(Records from a collection)
==*==
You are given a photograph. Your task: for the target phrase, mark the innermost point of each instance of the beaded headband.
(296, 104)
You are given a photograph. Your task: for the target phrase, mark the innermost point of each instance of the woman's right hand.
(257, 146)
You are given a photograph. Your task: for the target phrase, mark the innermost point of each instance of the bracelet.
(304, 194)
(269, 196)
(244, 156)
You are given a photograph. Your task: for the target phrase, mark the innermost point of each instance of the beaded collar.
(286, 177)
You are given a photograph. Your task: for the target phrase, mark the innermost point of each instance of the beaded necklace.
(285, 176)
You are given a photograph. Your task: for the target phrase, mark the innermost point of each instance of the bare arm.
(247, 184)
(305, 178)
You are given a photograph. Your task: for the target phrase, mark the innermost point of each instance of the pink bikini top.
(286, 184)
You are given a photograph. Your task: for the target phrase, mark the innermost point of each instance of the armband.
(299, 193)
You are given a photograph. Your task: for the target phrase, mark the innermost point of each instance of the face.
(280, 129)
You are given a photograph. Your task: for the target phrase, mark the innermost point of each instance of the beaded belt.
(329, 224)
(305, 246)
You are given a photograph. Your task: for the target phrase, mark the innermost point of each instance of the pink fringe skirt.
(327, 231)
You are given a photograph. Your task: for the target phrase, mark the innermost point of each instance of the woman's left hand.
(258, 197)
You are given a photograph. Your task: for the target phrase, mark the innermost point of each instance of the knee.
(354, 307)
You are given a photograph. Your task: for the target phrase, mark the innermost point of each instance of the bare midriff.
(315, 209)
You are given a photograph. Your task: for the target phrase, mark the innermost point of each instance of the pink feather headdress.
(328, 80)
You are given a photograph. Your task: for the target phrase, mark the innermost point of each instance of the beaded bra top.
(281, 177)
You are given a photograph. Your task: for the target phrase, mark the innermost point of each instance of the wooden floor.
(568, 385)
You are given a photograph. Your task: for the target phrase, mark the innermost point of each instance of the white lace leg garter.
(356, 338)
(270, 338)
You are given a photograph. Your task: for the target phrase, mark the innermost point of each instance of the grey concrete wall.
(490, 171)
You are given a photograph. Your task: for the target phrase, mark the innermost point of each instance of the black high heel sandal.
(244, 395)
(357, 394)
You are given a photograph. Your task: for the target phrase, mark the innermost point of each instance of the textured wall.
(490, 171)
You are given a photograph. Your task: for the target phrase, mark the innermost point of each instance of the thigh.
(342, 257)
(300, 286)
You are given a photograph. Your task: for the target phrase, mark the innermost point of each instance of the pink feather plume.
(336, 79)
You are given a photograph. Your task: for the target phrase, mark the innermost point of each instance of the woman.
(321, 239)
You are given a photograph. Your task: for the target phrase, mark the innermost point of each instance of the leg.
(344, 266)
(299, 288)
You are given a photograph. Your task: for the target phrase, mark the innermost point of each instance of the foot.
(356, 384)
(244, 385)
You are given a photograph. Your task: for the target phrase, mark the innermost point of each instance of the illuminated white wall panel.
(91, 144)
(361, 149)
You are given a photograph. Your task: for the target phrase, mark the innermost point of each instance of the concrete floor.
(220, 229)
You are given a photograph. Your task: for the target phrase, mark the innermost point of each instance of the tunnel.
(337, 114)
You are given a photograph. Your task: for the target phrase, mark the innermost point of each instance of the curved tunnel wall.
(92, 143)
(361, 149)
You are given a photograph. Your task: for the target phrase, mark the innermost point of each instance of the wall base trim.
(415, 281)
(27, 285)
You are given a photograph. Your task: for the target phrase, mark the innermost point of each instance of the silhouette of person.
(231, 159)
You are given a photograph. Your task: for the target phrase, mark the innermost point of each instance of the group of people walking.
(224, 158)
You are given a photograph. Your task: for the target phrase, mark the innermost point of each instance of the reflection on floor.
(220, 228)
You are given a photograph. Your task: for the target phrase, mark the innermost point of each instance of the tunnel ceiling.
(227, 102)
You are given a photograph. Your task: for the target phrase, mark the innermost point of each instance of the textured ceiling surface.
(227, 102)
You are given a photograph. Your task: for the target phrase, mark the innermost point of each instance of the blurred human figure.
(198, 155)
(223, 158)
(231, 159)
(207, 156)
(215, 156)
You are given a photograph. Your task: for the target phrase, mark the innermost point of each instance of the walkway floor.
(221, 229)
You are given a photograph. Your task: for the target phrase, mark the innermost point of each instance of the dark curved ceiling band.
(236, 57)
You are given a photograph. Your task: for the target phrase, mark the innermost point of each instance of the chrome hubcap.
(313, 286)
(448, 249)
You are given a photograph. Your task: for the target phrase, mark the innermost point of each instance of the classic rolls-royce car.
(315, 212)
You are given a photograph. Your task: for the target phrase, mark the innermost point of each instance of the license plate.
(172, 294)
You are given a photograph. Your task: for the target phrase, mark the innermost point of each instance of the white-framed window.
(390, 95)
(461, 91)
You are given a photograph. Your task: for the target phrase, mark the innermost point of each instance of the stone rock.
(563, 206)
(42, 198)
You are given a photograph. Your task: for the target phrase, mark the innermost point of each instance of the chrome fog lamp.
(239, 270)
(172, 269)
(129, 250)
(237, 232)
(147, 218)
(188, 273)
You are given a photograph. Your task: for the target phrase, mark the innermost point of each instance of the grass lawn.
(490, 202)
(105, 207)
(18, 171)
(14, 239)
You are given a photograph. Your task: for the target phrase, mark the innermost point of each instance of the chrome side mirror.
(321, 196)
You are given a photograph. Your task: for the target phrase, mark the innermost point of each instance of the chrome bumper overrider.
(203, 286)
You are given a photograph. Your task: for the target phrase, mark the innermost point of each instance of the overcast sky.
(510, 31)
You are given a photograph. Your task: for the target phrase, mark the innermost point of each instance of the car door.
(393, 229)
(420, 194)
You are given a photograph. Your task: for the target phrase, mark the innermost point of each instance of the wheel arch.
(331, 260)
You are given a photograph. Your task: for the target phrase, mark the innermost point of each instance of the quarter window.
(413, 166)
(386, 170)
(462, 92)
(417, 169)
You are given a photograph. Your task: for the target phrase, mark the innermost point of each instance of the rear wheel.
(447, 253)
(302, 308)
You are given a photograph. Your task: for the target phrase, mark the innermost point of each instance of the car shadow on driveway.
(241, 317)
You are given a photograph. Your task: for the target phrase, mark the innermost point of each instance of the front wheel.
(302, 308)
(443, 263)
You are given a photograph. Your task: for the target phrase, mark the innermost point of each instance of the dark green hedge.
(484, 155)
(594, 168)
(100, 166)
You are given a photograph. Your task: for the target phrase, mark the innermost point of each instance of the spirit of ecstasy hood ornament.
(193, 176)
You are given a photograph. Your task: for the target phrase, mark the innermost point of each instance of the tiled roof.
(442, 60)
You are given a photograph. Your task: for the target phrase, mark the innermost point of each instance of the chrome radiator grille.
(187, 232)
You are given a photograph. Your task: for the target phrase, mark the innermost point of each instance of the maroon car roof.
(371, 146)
==*==
(TASK INSTRUCTIONS)
Each line of the records belongs in the answer, reproduced exactly.

(WRITTEN ANSWER)
You are given a photograph. Your task: for the target phrase, mark the innermost point of each instance of the beaded headband.
(296, 104)
You are given a photograph. Your task: for the target phrase, mark the innermost point of each instance of the woman's right hand.
(257, 146)
You are given a photograph. Your task: for the target phrase, mark the innermost point of each instance of the bracelet.
(304, 194)
(269, 196)
(244, 156)
You are given a photograph. Your task: for the target phrase, mark the innermost point of each instance of the beaded collar.
(286, 177)
You are given a photograph. Your task: for the target phrase, mark the innermost point of each instance of the beaded necklace.
(285, 176)
You are given a photograph. Your task: for the target phrase, mark the innermost point of each instance of the bare arm.
(247, 184)
(305, 178)
You are given a photograph. Your task: for the target phrase, mark the innermost point of each instance of the pink bikini top.
(286, 184)
You are given a photograph. Your task: for the target phrase, mark the innermost point of each instance of the armband.
(299, 193)
You are given a photograph. Your task: for the target phrase, mark the innermost point of each instance of the face.
(280, 129)
You are given a photograph. Your task: for the target phrase, mark the innermost point of each instance of the beaded belt.
(329, 224)
(305, 246)
You are given a photograph. Your task: for the target phrase, mark the innermost point of each instance of the pink fringe skirt.
(327, 231)
You are given a photograph. Your task: for the target phrase, mark the innermost point of each instance of the woman's left hand.
(258, 197)
You are given a photograph. Your task: for the target phrase, mark the innermost point of each instance of the knee.
(354, 307)
You are given a photograph. Your task: for the target phrase, mark the innermost point of each instance of the bare midriff.
(315, 209)
You are given a photograph. Your task: for the target phrase, mark the innermost point of each instance of the pink feather headdress.
(328, 80)
You are given a photograph. Your task: for the target phrase, mark the innermost point of each instance of the beaded bra top.
(281, 177)
You are given a photograph. Your task: for the target phrase, mark the innermost point of each instance of the wooden floor.
(568, 385)
You are given a photograph. Your task: for the target phrase, mark the innermost point of each instance of the white lace leg garter.
(356, 338)
(270, 338)
You are given a photograph. Your task: for the target phrase, mark the innermost point of each instance of the grey concrete wall.
(490, 171)
You are given a photograph. Your task: for the target phrase, mark the innermost point of each instance of the black high heel sandal.
(244, 395)
(357, 394)
You are given a photograph. Your task: for the target phrase, mark the innermost point of each instance of the textured wall.
(490, 171)
You are given a photograph. Your task: for the target phrase, mark the innermost point of each instance of the thigh.
(342, 257)
(300, 286)
You are given a photograph. Your task: for the target phrase, mark the innermost point of each instance of the pink feather plume.
(336, 79)
You are given a photograph. Your task: for the target phrase, mark the innermost point of each instance of the woman.
(321, 239)
You are given a photograph. Your task: for the target phrase, mark the innermost point of each instance of the leg.
(344, 266)
(299, 288)
You are given a photograph. Your task: for the target phrase, mark the innermost point of each instance of the foot.
(356, 384)
(244, 385)
You are given a photograph. Your task: for the target phrase, mark the innermost point of each instance of the illuminated white wall panel.
(91, 144)
(361, 149)
You are given a photograph. Your task: for the target phrase, mark the innermost point of each instance of the concrete floor.
(220, 229)
You are given a photograph. Your task: for the target phrase, mark the innermost point of each instance of the tunnel.
(337, 114)
You are given a photograph. Your task: for the target phrase, mark the innermost point of each instance of the curved tunnel wall.
(92, 143)
(361, 149)
You are given a photograph. Your task: for the target phrase, mark the innermost point of each instance of the wall base trim.
(415, 281)
(27, 285)
You are given a photograph. Your task: for the target phrase, mark the innermost point of each instance of the silhouette of person.
(231, 159)
You are given a photograph. Your task: for the target phrase, mark the innermost point of each instance of the group of people walking.
(224, 158)
You are given a photograph. Your task: for the target phrase, mark the innermost point of each instance of the reflection on floor.
(220, 228)
You are given a photograph. Your task: for the target phrase, mark the innermost point of each instance of the tunnel ceiling.
(227, 102)
You are given a photograph. Your task: for the target phrase, mark the innermost point of each instance of the textured ceiling surface.
(227, 102)
You are given a photograph. Your task: for the target phrase, mark the innermost point of each instance of the blurred human figure.
(198, 155)
(223, 158)
(231, 159)
(207, 156)
(215, 156)
You are given a photograph. Your task: for the target phrase, mark the innermost point of each instance of the walkway floor.
(221, 229)
You are given a photograph. Your task: for the target phrase, mark the innermost point of each instance of the dark curved ceiling band.
(236, 57)
You are given a photograph. Your task: for the target phrase, mark the innermost point of each instance of the chrome hubcap.
(313, 286)
(448, 249)
You are given a photograph. Your task: for the target phrase, mark the innermost point of each instance of the classic rolls-royce car.
(315, 212)
You are given a photograph. Your task: for the target phrase, mark the innermost point of each instance of the license plate.
(172, 294)
You are given a photograph. Your task: for the target phrase, mark the innermost point of each instance of the white-framed window.
(390, 95)
(461, 91)
You are given a photograph. Your task: for the target phrase, mark the innermost point of each instance of the stone rock.
(563, 206)
(42, 198)
You are given a photograph. Your task: for the target phrase, mark the innermost point of each instance of the chrome fog lamp.
(239, 270)
(172, 269)
(129, 250)
(237, 232)
(147, 218)
(188, 273)
You are given a photograph. Your task: for the target phrase, mark the innermost point of each instance of the grass lawn.
(490, 202)
(105, 207)
(18, 171)
(14, 239)
You are given a photograph. Your task: for the target phrase, mark the innermost point of each instance of the chrome side mirror.
(321, 196)
You are given a photograph. Your task: for the target phrase, mark the innermost point of each instance of the chrome bumper overrider.
(203, 286)
You are given a photograph. Your task: for the target phrase, mark the innermost point of each instance of the overcast sky.
(510, 31)
You are given a photograph. Your task: for the target phrase, mark the innermost point of each instance of the car door.
(393, 229)
(420, 194)
You are given a photograph. Your task: for the target phrase, mark the innermost point of each instance of the wheel arch.
(331, 260)
You are given a photograph. Your task: for the target phrase, mark the innermost point of each instance of the quarter window.
(413, 166)
(386, 170)
(462, 92)
(417, 169)
You are given a photograph. Your task: for the target phrase, mark the innermost point of each instance of the rear wheel.
(447, 253)
(302, 308)
You are given a photograph. Your task: for the target phrase, mark the innermost point of each instance of the car shadow on driveway.
(241, 317)
You are given a photograph. Your task: for the target phrase, mark the innermost point of each instance of the front wheel.
(302, 308)
(443, 263)
You are given a photograph. Your task: for the target phrase, mark the innermost point of each instance of the dark green hedge.
(484, 155)
(594, 168)
(100, 166)
You are given a photograph. Your task: for the target phrase, mark the innermost point of each instance of the spirit of ecstasy hood ornament.
(193, 176)
You are given a photograph. Your task: for the target phrase, mark the innermost point of each instance of the tiled roof.
(442, 60)
You are given a photograph. Your task: for the target phrase, mark the innermost point of each instance of the chrome radiator grille.
(187, 232)
You are given a photograph. Your task: for the target phrase, mark the innermost point of each instance of the maroon car roof.
(371, 146)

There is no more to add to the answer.